MATERIAL TO PROCESS Start Marker

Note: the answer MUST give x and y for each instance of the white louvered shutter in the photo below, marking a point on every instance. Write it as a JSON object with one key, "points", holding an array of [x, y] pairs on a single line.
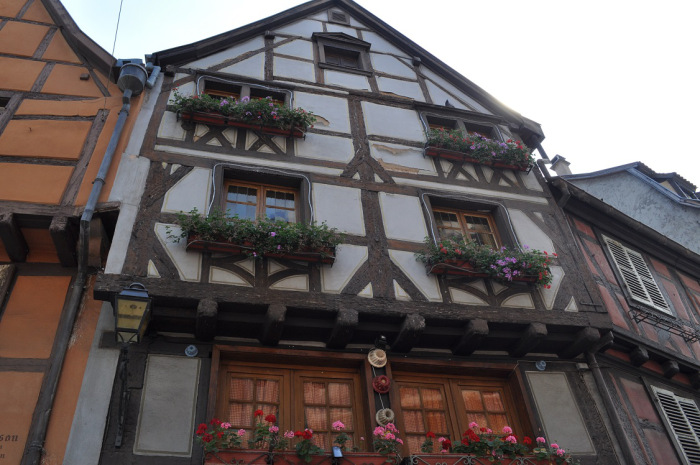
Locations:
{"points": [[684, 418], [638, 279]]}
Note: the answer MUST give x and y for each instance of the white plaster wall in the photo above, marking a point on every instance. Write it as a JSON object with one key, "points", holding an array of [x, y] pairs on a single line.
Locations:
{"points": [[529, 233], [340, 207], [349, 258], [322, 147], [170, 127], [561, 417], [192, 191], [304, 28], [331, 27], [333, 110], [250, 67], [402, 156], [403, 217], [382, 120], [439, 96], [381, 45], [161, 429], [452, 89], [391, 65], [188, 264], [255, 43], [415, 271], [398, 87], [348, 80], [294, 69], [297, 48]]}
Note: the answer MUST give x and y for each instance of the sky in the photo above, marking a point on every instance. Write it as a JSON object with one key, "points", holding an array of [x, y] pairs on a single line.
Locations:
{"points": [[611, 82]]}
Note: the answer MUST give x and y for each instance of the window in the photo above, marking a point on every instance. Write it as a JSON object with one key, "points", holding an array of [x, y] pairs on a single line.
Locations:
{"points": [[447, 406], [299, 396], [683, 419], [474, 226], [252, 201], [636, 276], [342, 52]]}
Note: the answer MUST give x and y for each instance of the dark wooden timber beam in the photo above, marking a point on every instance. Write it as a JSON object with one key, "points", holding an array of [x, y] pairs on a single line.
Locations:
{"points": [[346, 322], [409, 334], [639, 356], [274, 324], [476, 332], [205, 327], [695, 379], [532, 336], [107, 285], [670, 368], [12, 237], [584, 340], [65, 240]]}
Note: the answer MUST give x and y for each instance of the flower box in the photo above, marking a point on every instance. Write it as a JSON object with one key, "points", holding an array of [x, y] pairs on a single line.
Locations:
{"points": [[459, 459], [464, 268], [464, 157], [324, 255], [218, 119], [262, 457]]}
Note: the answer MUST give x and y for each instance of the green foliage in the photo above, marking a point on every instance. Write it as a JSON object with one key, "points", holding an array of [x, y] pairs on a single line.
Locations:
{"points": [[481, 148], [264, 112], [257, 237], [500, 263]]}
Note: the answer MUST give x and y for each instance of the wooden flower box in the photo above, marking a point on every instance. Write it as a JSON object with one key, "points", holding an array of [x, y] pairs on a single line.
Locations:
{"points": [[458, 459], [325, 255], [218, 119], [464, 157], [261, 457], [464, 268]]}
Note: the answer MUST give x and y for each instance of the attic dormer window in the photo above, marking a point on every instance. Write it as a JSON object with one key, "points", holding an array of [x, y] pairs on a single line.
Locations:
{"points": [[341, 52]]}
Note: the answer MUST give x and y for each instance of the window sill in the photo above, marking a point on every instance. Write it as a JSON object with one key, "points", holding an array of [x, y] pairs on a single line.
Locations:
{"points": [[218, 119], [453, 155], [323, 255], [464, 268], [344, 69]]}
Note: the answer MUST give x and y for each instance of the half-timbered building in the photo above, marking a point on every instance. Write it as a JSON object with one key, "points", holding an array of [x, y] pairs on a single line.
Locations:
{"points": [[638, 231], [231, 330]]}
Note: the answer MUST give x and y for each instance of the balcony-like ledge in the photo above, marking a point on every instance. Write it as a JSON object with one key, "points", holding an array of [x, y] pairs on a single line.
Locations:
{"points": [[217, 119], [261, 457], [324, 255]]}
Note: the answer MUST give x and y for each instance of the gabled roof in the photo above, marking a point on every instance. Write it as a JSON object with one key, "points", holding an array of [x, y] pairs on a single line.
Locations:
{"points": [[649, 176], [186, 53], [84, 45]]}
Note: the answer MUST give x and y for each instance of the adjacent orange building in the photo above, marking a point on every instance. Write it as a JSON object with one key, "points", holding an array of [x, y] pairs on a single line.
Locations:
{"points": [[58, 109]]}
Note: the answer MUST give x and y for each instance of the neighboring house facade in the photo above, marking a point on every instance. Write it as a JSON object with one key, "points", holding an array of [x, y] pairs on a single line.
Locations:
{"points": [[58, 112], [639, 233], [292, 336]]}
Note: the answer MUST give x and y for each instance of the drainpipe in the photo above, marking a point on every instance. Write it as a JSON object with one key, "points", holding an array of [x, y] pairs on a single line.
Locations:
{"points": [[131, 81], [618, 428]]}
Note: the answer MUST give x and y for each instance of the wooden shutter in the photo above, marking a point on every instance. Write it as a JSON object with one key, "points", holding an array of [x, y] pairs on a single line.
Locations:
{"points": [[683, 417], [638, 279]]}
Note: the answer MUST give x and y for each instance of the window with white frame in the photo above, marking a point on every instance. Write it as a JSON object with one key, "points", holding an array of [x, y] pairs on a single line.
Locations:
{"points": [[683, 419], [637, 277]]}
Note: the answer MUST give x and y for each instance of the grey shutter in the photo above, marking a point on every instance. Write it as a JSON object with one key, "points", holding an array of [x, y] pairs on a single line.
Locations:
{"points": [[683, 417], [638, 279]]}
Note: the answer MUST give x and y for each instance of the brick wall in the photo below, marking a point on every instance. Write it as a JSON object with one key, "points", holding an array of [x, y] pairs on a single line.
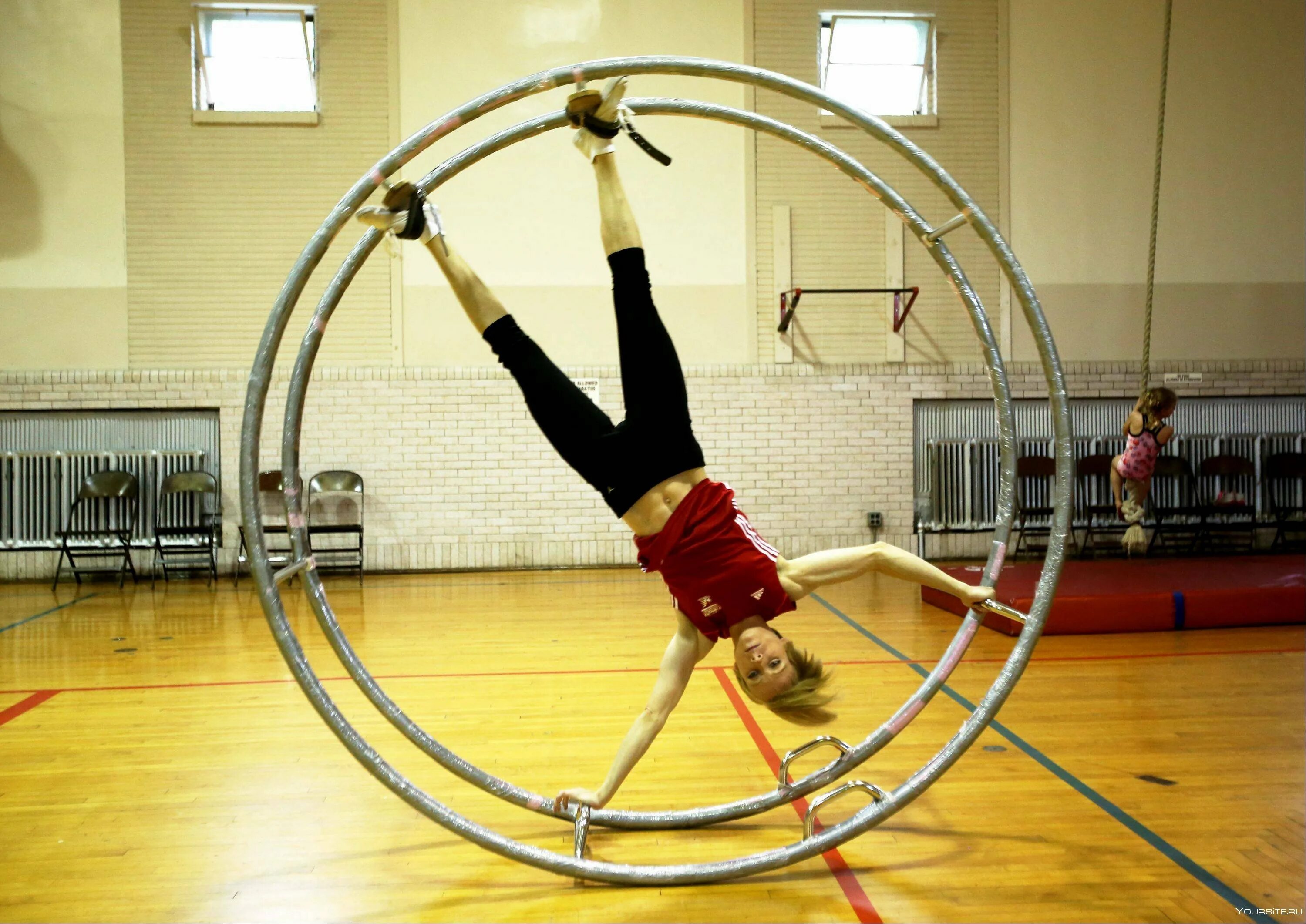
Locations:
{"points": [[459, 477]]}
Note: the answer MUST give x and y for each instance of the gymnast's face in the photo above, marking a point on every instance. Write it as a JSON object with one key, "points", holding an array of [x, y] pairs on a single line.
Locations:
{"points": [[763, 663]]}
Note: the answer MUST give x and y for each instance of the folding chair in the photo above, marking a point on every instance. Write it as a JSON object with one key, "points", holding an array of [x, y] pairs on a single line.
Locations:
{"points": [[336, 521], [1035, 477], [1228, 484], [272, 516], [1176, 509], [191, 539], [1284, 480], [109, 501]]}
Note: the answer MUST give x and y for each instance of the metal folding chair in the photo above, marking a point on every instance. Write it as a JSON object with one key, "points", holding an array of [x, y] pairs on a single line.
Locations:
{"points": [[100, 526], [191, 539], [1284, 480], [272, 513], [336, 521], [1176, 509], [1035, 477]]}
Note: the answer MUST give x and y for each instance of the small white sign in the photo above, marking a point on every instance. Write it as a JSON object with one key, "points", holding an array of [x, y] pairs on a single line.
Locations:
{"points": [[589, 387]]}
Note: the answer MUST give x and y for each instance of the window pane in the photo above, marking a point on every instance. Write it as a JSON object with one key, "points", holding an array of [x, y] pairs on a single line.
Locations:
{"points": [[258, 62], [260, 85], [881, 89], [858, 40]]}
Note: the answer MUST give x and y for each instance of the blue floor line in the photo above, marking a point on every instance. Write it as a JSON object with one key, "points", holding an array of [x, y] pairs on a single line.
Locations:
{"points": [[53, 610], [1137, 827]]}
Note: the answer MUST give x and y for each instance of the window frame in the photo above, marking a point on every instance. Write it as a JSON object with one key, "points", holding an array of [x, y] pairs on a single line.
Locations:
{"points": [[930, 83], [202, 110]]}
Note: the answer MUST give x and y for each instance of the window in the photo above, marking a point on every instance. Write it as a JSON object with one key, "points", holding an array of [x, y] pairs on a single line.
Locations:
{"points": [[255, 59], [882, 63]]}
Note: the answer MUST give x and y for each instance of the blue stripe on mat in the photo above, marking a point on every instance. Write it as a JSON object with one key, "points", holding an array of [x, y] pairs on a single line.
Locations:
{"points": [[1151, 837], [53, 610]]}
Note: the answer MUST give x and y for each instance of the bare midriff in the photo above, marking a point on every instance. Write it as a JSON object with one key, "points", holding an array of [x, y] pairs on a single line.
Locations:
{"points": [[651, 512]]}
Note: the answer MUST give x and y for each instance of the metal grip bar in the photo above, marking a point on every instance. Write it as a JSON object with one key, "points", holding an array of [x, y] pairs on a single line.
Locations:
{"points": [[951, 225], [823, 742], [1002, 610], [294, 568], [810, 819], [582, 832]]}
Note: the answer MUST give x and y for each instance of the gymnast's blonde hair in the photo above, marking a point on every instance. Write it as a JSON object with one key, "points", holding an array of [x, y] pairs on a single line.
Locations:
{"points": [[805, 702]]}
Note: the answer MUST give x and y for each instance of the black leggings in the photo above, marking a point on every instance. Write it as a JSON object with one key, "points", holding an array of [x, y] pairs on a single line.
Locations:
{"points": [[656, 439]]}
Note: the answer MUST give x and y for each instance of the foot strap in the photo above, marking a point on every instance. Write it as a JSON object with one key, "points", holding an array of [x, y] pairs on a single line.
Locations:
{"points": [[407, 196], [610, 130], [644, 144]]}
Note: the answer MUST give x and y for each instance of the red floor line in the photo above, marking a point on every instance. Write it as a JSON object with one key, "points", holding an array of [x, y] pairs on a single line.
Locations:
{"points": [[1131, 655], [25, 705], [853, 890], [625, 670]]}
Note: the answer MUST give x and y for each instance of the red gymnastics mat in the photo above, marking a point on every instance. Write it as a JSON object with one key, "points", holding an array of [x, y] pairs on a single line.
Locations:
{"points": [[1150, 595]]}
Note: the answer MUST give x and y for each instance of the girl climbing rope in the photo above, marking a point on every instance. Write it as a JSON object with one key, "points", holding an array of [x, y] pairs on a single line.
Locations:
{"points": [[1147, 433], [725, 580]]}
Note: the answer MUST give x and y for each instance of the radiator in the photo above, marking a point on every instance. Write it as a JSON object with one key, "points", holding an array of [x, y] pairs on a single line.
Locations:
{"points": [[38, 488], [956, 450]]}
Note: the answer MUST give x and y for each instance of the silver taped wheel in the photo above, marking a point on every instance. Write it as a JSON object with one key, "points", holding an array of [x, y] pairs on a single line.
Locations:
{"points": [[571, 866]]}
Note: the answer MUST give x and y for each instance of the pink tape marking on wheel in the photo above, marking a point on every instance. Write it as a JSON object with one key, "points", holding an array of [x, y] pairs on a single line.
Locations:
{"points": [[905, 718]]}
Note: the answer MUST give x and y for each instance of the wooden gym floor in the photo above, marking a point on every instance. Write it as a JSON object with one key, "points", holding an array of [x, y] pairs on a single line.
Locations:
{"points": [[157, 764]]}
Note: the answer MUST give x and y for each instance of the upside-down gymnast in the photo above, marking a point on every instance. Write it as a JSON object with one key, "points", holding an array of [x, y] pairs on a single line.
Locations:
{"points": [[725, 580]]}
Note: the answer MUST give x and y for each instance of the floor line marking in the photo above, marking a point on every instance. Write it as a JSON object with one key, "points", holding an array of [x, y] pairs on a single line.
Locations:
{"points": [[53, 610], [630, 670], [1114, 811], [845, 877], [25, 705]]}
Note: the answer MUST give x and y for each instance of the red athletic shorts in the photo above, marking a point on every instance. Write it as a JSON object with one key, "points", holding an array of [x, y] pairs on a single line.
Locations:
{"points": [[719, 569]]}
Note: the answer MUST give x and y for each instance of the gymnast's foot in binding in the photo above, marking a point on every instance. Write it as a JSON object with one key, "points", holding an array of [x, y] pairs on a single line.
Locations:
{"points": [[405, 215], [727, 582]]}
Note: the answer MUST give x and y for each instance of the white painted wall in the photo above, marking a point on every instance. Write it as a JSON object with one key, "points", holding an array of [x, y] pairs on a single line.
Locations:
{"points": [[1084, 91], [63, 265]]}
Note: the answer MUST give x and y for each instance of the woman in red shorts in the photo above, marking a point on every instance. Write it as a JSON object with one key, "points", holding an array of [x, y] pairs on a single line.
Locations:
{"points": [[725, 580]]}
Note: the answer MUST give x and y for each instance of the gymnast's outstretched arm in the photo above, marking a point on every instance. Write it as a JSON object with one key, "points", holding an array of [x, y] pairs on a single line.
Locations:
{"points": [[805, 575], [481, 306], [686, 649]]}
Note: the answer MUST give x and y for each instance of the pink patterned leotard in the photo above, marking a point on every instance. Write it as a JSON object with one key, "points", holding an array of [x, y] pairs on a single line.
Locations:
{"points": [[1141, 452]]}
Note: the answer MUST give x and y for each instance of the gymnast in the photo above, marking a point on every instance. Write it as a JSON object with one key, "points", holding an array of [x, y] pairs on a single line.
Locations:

MATERIAL TO PROCESS End Marker

* [GOAL OF THE EXERCISE]: Identify the lines above with the word "white". Copy them.

* [TASK RESPONSE]:
Note: the answer MUST give x and y for each instance of the white louvered shutter in the photo below, marking a point on every instance. Write it as a JSON object with one key, "points", holding an array of [x, y] pairs on a single line.
Note: the answer MUST give x and y for each instance of the white plaster wall in the photo above, marking a point on every instance. Write it as a JSON object with one key, "points", holding an array of [x, y] pairs on a single line.
Note: the answer MUST give x and y for each instance of the window with white frame in the photo above, marking a point on every instance. Write it as a JSON object with one key, "points", holding an array of [x, y] pairs on a single line.
Note: the answer MUST give x and y for each instance of the small white sign in the photo above, marking a point on every instance. Write it as a JSON object with one key, "points", holding an array of [x, y] pairs on a single line.
Note: the answer MUST give x and y for each instance of the white painted wall in the photo above, marking a point on every instance. Write it as a JSON object with one key, "points", holding an array of [x, y] pairs on a single line.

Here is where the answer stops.